> **Task instructions**
In the data below, restate exactly the lines from the one with "of the tree" to the final line, both included, but not the pictures.

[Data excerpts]
* * * * * * *

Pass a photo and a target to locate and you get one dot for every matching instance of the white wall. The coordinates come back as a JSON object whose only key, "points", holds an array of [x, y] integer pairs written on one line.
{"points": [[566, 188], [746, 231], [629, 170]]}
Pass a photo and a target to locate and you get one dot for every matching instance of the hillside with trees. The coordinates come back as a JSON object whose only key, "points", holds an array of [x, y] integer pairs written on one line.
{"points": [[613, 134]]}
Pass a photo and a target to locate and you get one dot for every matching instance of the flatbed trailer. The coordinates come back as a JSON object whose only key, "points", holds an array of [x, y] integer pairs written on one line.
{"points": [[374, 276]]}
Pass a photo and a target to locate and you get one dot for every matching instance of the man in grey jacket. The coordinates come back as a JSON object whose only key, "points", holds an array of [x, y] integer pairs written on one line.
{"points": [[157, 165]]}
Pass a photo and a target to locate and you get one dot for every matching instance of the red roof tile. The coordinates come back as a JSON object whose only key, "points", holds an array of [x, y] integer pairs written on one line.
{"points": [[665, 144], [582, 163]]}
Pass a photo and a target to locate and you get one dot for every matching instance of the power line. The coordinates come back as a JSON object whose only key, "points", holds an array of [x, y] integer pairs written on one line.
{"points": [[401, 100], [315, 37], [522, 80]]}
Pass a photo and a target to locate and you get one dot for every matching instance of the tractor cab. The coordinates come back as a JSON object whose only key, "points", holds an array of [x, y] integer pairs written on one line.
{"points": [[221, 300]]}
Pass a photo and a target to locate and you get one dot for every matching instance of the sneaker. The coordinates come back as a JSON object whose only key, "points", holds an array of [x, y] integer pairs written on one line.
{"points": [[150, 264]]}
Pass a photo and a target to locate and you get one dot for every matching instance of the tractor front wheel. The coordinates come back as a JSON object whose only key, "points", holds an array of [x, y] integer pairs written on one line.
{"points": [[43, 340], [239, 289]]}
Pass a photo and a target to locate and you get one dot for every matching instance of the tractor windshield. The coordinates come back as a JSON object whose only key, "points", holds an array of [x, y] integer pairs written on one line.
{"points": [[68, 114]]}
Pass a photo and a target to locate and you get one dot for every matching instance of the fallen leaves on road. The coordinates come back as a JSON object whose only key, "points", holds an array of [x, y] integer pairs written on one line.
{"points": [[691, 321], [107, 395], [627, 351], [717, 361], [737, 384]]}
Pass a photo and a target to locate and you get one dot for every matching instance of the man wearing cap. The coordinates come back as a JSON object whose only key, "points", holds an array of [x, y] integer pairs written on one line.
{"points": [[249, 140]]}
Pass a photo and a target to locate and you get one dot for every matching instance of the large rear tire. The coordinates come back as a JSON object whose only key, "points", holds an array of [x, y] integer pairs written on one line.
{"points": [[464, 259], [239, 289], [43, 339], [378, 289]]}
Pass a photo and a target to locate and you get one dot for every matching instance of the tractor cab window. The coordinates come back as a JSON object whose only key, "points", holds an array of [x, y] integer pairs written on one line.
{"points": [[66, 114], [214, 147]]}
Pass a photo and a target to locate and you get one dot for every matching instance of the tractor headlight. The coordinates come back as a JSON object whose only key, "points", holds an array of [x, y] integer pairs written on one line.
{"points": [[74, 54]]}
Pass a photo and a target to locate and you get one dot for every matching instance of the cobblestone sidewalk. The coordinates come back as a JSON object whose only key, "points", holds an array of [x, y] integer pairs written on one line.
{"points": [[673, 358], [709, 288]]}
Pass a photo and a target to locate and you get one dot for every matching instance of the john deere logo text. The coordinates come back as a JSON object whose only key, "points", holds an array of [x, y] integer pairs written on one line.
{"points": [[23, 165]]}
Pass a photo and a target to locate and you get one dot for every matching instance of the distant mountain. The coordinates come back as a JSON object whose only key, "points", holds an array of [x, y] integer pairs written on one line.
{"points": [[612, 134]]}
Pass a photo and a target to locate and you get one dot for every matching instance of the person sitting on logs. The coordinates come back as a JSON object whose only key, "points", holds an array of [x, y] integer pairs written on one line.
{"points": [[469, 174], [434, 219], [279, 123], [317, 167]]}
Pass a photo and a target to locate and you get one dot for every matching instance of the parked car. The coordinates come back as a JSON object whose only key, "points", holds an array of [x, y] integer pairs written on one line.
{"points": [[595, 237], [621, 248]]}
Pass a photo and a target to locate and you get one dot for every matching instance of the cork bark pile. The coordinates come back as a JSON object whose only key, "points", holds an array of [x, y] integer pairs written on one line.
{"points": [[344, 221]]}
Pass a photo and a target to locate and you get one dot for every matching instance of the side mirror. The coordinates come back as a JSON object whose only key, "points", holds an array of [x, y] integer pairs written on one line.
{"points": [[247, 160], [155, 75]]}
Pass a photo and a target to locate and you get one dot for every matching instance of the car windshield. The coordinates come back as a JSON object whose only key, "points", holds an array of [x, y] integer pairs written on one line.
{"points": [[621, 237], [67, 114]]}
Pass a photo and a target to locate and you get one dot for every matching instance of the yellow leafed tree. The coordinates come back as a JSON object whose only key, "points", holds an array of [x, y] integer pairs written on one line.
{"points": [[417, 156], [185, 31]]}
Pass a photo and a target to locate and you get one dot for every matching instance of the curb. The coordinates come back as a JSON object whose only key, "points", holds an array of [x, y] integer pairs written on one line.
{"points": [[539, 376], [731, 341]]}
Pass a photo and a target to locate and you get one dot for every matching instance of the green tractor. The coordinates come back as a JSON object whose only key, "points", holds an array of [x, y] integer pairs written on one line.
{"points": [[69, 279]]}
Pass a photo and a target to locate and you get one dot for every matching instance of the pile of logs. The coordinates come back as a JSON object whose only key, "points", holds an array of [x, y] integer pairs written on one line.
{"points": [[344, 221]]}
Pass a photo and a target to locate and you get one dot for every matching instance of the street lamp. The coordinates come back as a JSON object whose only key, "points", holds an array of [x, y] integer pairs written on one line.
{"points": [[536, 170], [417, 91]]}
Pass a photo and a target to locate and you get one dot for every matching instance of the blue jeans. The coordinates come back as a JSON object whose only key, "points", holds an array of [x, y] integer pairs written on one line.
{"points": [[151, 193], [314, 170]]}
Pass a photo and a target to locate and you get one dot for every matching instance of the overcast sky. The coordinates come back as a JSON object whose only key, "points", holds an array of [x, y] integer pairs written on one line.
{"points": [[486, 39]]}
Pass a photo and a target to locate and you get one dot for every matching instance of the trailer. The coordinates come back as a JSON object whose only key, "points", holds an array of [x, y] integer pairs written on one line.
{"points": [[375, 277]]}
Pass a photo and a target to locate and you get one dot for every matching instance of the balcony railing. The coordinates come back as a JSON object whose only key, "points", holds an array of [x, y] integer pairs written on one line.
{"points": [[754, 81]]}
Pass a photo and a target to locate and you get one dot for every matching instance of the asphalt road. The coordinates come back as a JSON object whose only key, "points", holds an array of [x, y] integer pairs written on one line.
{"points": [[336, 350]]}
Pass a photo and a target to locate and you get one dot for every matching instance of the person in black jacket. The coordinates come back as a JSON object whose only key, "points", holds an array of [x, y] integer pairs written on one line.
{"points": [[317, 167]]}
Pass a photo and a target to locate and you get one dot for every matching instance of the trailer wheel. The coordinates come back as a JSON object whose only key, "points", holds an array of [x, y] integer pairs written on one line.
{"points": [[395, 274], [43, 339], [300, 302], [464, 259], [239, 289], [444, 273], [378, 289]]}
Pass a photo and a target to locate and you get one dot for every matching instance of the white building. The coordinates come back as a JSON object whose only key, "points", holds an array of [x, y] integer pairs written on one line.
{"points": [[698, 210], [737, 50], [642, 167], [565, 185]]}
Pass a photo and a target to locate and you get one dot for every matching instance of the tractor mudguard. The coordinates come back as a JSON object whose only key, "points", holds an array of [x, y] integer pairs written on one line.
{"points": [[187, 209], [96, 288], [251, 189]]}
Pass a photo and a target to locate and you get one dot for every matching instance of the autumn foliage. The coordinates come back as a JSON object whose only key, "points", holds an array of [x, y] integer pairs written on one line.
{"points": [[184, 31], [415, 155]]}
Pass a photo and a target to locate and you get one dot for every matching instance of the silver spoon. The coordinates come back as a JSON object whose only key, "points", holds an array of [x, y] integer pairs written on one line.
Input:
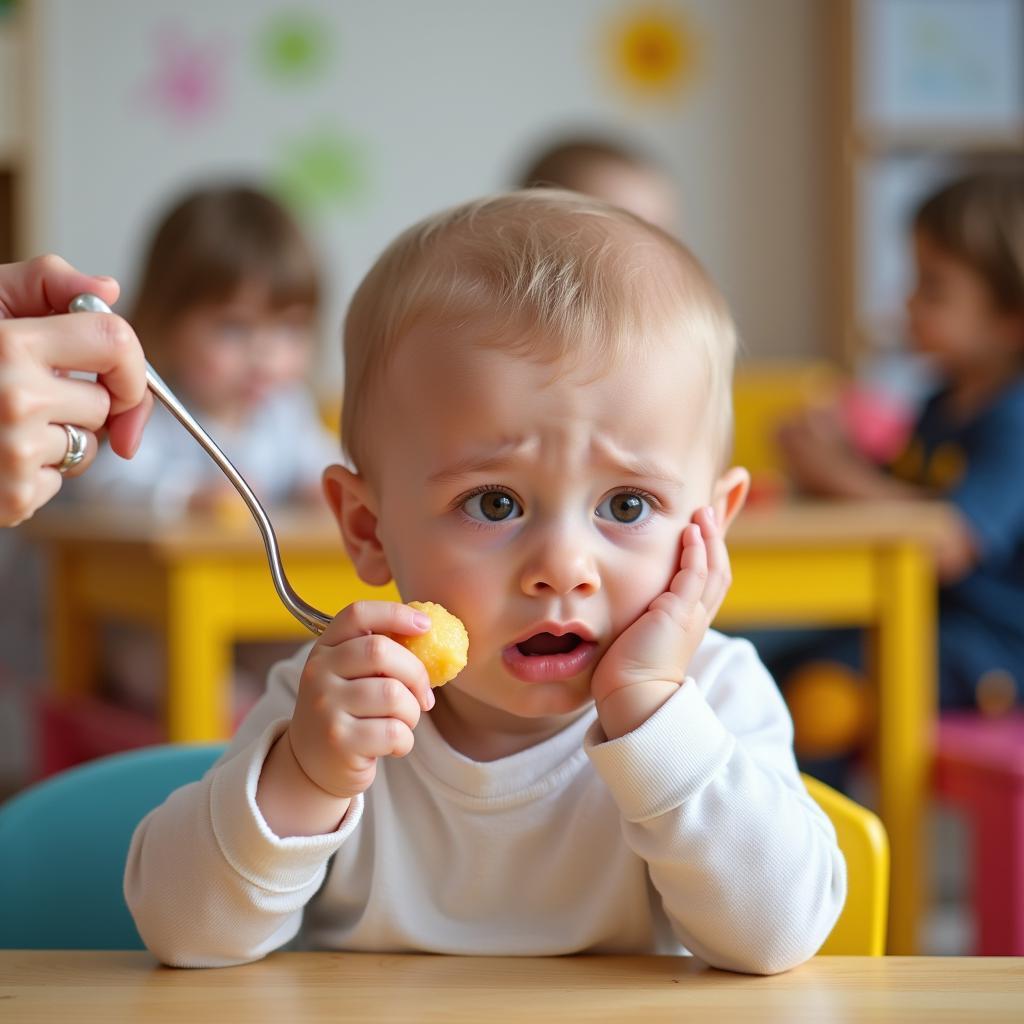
{"points": [[313, 620]]}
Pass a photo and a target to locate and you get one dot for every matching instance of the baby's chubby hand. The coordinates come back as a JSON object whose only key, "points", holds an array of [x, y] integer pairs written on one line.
{"points": [[360, 695], [649, 659]]}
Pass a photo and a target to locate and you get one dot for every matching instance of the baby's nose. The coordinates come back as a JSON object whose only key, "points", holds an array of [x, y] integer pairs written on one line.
{"points": [[561, 566]]}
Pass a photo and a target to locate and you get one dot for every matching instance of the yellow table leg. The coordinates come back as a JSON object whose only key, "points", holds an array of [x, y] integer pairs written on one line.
{"points": [[74, 641], [905, 667], [199, 654]]}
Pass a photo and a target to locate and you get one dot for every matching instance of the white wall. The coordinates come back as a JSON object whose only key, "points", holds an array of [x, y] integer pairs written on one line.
{"points": [[443, 98]]}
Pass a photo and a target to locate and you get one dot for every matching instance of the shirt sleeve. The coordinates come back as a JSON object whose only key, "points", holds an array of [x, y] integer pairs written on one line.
{"points": [[207, 881], [748, 865], [161, 477], [990, 494], [317, 449]]}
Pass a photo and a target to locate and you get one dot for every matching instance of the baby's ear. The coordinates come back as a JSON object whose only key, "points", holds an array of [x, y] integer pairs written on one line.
{"points": [[729, 495], [353, 506]]}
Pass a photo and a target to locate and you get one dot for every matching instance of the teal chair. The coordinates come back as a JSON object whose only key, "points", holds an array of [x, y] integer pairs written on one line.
{"points": [[64, 844]]}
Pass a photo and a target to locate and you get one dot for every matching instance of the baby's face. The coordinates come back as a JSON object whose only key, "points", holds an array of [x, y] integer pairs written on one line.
{"points": [[230, 357], [545, 514]]}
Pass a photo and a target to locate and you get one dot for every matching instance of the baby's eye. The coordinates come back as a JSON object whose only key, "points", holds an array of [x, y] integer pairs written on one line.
{"points": [[625, 506], [492, 506]]}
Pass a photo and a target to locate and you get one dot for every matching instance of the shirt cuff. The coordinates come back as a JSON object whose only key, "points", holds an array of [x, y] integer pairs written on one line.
{"points": [[667, 760], [247, 841]]}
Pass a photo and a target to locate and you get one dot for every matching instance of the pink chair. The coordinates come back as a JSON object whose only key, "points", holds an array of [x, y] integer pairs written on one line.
{"points": [[980, 768]]}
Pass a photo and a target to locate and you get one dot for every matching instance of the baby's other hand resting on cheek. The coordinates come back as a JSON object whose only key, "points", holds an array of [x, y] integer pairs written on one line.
{"points": [[649, 659]]}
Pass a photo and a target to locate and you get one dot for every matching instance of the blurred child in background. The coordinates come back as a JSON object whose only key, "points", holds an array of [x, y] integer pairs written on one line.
{"points": [[608, 171], [967, 316], [226, 310]]}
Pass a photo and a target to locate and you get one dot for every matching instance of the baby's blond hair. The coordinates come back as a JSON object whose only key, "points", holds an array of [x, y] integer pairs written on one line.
{"points": [[548, 274]]}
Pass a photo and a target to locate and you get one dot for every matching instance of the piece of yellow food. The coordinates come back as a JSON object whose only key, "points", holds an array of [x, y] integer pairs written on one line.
{"points": [[444, 649]]}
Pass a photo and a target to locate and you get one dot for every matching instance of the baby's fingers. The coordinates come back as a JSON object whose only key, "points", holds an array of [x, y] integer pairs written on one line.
{"points": [[719, 567], [685, 593]]}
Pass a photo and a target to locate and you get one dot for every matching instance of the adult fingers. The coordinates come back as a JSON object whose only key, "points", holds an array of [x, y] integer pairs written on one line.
{"points": [[82, 403], [719, 567], [125, 429], [376, 654], [361, 617], [377, 737], [46, 285], [55, 444], [376, 697]]}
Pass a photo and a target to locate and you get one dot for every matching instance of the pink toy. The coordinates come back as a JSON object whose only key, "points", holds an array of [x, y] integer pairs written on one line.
{"points": [[980, 767]]}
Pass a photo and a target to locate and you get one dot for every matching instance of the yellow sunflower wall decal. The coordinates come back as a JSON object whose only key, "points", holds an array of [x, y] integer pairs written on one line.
{"points": [[652, 51]]}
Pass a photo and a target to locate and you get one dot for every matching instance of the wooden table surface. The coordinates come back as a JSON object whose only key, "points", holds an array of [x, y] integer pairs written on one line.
{"points": [[102, 987]]}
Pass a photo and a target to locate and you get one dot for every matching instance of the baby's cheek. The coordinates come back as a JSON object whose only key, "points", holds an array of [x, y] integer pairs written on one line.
{"points": [[645, 580]]}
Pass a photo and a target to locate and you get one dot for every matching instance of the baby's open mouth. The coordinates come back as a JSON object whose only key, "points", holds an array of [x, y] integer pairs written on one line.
{"points": [[547, 643]]}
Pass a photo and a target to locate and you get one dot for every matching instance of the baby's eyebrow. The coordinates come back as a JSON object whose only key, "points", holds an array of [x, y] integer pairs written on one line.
{"points": [[471, 464]]}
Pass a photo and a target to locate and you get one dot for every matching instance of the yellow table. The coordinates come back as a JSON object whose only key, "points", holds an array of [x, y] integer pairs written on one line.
{"points": [[104, 987], [206, 585]]}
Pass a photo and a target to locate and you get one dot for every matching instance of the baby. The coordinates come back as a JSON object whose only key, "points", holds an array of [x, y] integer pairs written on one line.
{"points": [[537, 413]]}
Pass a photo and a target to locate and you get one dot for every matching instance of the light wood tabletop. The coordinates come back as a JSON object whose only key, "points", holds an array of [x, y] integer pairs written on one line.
{"points": [[104, 987]]}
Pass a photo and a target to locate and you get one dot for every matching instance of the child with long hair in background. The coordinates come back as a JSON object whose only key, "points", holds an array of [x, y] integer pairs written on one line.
{"points": [[226, 310]]}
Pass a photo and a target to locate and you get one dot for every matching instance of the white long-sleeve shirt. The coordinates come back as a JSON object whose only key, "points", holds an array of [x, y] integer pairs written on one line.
{"points": [[693, 833]]}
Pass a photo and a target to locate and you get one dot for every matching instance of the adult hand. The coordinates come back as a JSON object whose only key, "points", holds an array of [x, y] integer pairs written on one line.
{"points": [[40, 343], [648, 662]]}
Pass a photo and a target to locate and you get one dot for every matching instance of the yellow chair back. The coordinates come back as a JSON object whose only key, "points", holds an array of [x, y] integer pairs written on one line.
{"points": [[860, 930], [764, 394]]}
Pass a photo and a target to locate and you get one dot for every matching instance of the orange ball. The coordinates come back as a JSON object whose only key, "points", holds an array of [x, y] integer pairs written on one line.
{"points": [[830, 708]]}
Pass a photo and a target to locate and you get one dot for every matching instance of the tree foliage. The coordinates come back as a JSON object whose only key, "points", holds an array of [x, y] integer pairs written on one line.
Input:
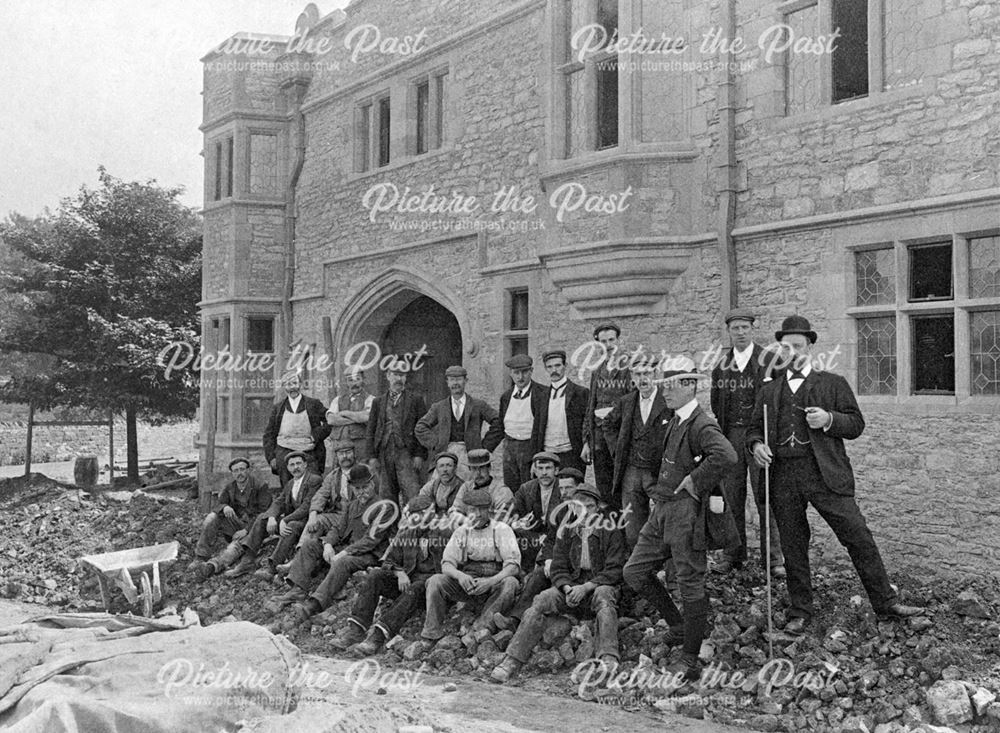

* * * * * * *

> **Answer space**
Pass a photo and a target to locate and you get one dot for every matching instance of the tree foliage. The coordinates come back as a JSON object whose only key, "points", holds an array of [x, y] integer pairs written on one line.
Input:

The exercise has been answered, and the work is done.